:: Extract provided

In his motion for new trial, appellant did raise the chain-of-custody challenge to the admissibility of the reference sample that he now raises on appeal. In ruling on the motion, the trial court said it had “dealt with” Cavazos’s in-court identification of appellant as the person from whom she took buccal swabs, and the issue of “whether there was sufficient evidence for a proper foundation for the introduction of the DNA results, ” and that it had ruled at trial that “although there was, short of perfect foundation, nevertheless, ... there was sufficient evidence for a foundation in that it would be to the weight and not to the admissibility of the evidence of the DNA.” Based on these statements by the trial court, appellant argues that “the trial court recollected discussion of the issue and it must be inferred that defense counsel made an objection that ‘fairly inform[ed] the trial court, as well as the party offering the evidence... so the party offering the evidence [could] respond appropriately and the court [could] make a fully informed ruling.’ [Citation.]” We disagree.

::::
:: Extracted information

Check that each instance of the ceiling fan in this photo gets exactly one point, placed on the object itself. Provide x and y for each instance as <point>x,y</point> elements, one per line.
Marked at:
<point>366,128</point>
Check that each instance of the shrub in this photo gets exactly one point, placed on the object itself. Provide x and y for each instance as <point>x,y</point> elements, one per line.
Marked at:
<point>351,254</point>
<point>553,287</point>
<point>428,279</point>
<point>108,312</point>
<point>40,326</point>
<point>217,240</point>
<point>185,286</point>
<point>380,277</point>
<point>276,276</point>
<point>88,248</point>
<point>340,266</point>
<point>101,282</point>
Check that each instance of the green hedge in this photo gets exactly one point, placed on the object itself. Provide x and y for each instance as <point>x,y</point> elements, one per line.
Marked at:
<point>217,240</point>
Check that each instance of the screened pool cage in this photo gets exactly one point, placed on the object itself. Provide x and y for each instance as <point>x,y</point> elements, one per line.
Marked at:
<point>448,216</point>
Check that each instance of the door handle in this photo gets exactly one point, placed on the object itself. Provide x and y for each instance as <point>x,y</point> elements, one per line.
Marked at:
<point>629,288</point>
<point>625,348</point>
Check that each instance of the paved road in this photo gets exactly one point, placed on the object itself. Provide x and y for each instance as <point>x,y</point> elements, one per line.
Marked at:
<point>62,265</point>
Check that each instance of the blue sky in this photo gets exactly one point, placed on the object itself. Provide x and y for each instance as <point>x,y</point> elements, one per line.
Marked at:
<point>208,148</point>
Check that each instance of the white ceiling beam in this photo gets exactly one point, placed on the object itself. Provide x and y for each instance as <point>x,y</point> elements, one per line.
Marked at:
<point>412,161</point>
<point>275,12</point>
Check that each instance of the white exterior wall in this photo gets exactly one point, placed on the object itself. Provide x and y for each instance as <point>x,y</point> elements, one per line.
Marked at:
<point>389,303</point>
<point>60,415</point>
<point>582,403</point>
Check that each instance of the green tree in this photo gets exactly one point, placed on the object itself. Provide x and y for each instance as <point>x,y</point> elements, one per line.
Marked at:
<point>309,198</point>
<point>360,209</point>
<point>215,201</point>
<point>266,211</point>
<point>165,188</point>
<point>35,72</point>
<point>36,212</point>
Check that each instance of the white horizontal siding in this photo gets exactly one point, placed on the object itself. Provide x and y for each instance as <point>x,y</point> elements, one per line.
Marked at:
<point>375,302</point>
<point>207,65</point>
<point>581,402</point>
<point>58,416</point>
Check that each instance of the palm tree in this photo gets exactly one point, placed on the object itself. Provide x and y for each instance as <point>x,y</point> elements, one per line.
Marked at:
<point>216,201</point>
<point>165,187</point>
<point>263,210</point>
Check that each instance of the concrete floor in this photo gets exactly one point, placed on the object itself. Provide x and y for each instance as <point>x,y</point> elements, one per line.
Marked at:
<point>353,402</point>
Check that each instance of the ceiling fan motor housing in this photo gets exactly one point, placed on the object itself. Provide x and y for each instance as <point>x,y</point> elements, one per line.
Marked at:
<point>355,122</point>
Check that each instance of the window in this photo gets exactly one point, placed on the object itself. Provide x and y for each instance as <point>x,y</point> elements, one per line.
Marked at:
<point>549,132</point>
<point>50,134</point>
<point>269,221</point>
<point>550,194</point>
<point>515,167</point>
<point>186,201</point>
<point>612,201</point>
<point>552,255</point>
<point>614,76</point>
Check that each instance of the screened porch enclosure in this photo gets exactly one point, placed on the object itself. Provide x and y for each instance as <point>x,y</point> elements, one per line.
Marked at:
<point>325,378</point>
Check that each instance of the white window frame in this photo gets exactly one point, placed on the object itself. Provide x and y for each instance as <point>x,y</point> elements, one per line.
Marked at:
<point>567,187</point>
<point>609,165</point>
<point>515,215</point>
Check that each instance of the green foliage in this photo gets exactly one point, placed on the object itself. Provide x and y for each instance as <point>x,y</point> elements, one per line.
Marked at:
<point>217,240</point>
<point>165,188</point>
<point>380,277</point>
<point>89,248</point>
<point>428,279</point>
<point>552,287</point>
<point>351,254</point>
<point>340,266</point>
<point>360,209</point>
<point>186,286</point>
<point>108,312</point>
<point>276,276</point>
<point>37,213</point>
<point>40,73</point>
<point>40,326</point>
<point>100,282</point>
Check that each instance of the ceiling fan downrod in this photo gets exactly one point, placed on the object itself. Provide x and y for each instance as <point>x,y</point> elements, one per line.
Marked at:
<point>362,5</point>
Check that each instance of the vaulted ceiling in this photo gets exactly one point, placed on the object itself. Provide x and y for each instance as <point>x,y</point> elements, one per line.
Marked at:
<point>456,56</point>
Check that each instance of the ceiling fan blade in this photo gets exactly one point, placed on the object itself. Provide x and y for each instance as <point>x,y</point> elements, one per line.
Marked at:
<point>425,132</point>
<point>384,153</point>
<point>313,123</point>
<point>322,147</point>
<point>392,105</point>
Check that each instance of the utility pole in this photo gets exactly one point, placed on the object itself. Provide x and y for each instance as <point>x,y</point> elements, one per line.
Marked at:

::::

# Exercises to complete
**a)** Decide whether each statement agrees with the court opinion excerpt, answering yes or no and quoting the words that settle it: (i) the appellant raised the chain-of-custody challenge in his motion for new trial; (ii) the trial court said the foundation for the DNA results was perfect; (iii) the reviewing court accepts the appellant's argument that an objection must be inferred.
**b)** In the court opinion excerpt, whom did Cavazos identify in court, and in what role?
**c)** Write the next part of the court opinion excerpt, starting after its final sentence, "We disagree."
These records were taken from a separate source.

# Responses by item number
**a)**
(i) Yes: "In his motion for new trial, appellant did raise the chain-of-custody challenge to the admissibility of the reference sample that he now raises on appeal."
(ii) No: "short of perfect foundation"
(iii) No: "We disagree."

**b)** She identified the appellant as the person from whom she took buccal swabs.

**c)**
At trial, it was DNA evidence obtained from the victim by Nurse Wells, not the reference sample obtained by Cavazos, that the court, addressing the defense chain-of-custody objection, found admissible despite the “short of perfect” foundation. It appears that the court, in ruling on the new trial motion, incorrectly recollected this. Contrary to appellant’s argument, at trial the court did not address the argument that the chain of custody of the reference sample was inadequate. We infer from the court’s remarks not that the court believed at the time it ruled on the hearsay objection to Cavazos’s testimony that it was addressing the chain-of-custody issue appellant now raises, but that the court, in ruling on the new trial motion, simply confused its ruling at trial on the issue of the chain of custody of the DNA specimen taken from the victim with its ruling on the hearsay objection to Cavazos’s testimony.
In any event, whatever the court might have thought when it addressed the hearsay objection, that objection did not put the prosecutor on notice that appellant was raising the chain-of-custody issue he now raises on appeal. We reiterate that the objection was on hearsay, not chain-of-custody grounds. Moreover, as discussed more fully below, appellant’s chain-of-custody argument is based on not only the question of whether appellant was the person from whom Cavazos took the sample, but on the handling of the sample after it was obtained. Nothing in the hearsay objection to Cavazos’s testimony could have alerted the prosecutor to these additional bases for arguing the chain of custody was inadequate. On this record, appellant’s objection at trial to Cavazos’s testimony was insufficient to enable the prosecution to cure any chain-of-custody defect in the reference sample evidence, and it did not fairly apprise the court of the chain-of-custody issue he now raises on appeal. Appellant has thus forfeited his right to raise that issue in the instant appeal.
Chain of Custody
Appellant’s claim also fails on the merits.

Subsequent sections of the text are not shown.